In 1959 Hills had lobbied Nehru to approve a government in exile for the Dalai Lama fleeing persecution in Tibet and to grant full refugee status to exiled Tibetans. He had become connected to the Tibetans through his study of Buddhism and in 1960 provided funding for the Young Lama's Home School in Dalhousie, Himachal Pradesh founded by his English friend Freda Bedi, one of Gandhi's handpicked satyagrahis who became Gelongma Karma Kechog Palmo, the first Western woman to take ordination in Tibetan Buddhism. Freda Bedi is the mother of film and television star Kabir Bedi. In 1968 Hills contributed to Freda Bedi's building of the Karma Drubgyu Thargay Ling nunnery at Tilokpur in the Kangra Valley and helped organize her journey to the West with the 16th Gyalwa Karmapa, Rangjung Rigpe Dorje in 1974.

When Hills arrived in India, he found Nehru besieged by border disputes with China and discussion inevitably turned to Hills' theories of conflict resolution and how to avoid war. Their connection also evolved out of the fact that India was experiencing famine in some states. With dependence on wheat shipments from the United States, Hills helped lobby President Lyndon Johnson for an increase in wheat aid, which was granted. But when Hills mentioned his research with algae as a food source, then Nehru became interested and offered to support cultivation in India.

While in New Delhi, Hills spent time with the prime minister at Teen Murti Bhavan, enjoying Jawaharlal Nehru's rose gardens and meeting his daughter Indira Gandhi. Hills was the guest of Indian industrialist G.D. Birla, where on his first day in India, he had met Swami Shantananda, a sage and a politically connected guru with whom Hills would travel throughout India for two years, much like a roaming sanyassin. On one of his "pilgrimages", Hills was taken by Shantanananda and Nehru's Parliamentary Secretary S.D. Upadhyaya to Brindavan for a private audience with India's highest female yogini Sri Anandamayi Ma, from whom he felt a "genuine sublime holiness" and received one of the most significant blessings in his life.

→ **Exercise set**:
1. Decide whether each statement agrees with the text on Hills, answering yes or no and quoting the words of the text that settle it. (a) In 1960 Hills provided funding for the Young Lama's Home School in Dalhousie. (b) Hills's lobbying of President Lyndon Johnson for more wheat aid was unsuccessful. (c) Hills met Swami Shantananda on his first day in India.
2. Print the part of the text on Hills that opens with the words containing "While in New" and closes with "in his life.".
3. Condense the paragraph of the text on Hills that begins "When Hills arrived in India" into a short list that keeps its main facts.

→ **Dataset extract**:
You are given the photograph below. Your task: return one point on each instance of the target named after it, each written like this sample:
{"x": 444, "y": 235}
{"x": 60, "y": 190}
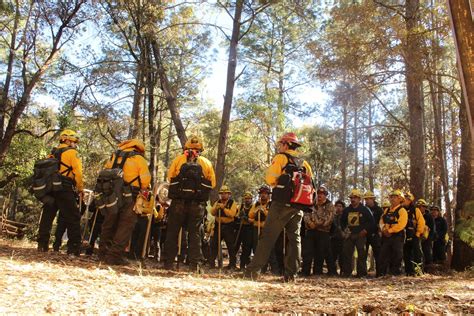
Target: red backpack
{"x": 295, "y": 186}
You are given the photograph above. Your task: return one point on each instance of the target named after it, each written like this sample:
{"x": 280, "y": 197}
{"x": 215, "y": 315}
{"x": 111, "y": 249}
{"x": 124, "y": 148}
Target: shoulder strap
{"x": 57, "y": 153}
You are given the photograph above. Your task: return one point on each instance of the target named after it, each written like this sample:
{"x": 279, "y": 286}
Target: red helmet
{"x": 290, "y": 138}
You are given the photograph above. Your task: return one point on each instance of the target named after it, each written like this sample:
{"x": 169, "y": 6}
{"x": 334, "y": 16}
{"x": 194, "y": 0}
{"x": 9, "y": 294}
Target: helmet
{"x": 322, "y": 189}
{"x": 369, "y": 195}
{"x": 137, "y": 144}
{"x": 290, "y": 138}
{"x": 265, "y": 188}
{"x": 224, "y": 189}
{"x": 396, "y": 193}
{"x": 194, "y": 142}
{"x": 409, "y": 196}
{"x": 68, "y": 134}
{"x": 421, "y": 202}
{"x": 247, "y": 195}
{"x": 355, "y": 193}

→ **Answers given**:
1.
(a) Yes: "in 1960 provided funding for the Young Lama's Home School in Dalhousie, Himachal Pradesh"
(b) No: "Hills helped lobby President Lyndon Johnson for an increase in wheat aid, which was granted"
(c) Yes: "on his first day in India, he had met Swami Shantananda"

2.
While in New Delhi, Hills spent time with the prime minister at Teen Murti Bhavan, enjoying Jawaharlal Nehru's rose gardens and meeting his daughter Indira Gandhi. Hills was the guest of Indian industrialist G.D. Birla, where on his first day in India, he had met Swami Shantananda, a sage and a politically connected guru with whom Hills would travel throughout India for two years, much like a roaming sanyassin. On one of his "pilgrimages", Hills was taken by Shantanananda and Nehru's Parliamentary Secretary S.D. Upadhyaya to Brindavan for a private audience with India's highest female yogini Sri Anandamayi Ma, from whom he felt a "genuine sublime holiness" and received one of the most significant blessings in his life.

3.
- When Hills arrived in India, Nehru was besieged by border disputes with China, so their talks turned to Hills' theories of conflict resolution and avoiding war.
- Some Indian states were experiencing famine, and India depended on wheat shipments from the United States.
- Hills helped lobby President Lyndon Johnson for more wheat aid, which was granted.
- When Hills mentioned his research on algae as a food source, Nehru became interested and offered to support its cultivation in India.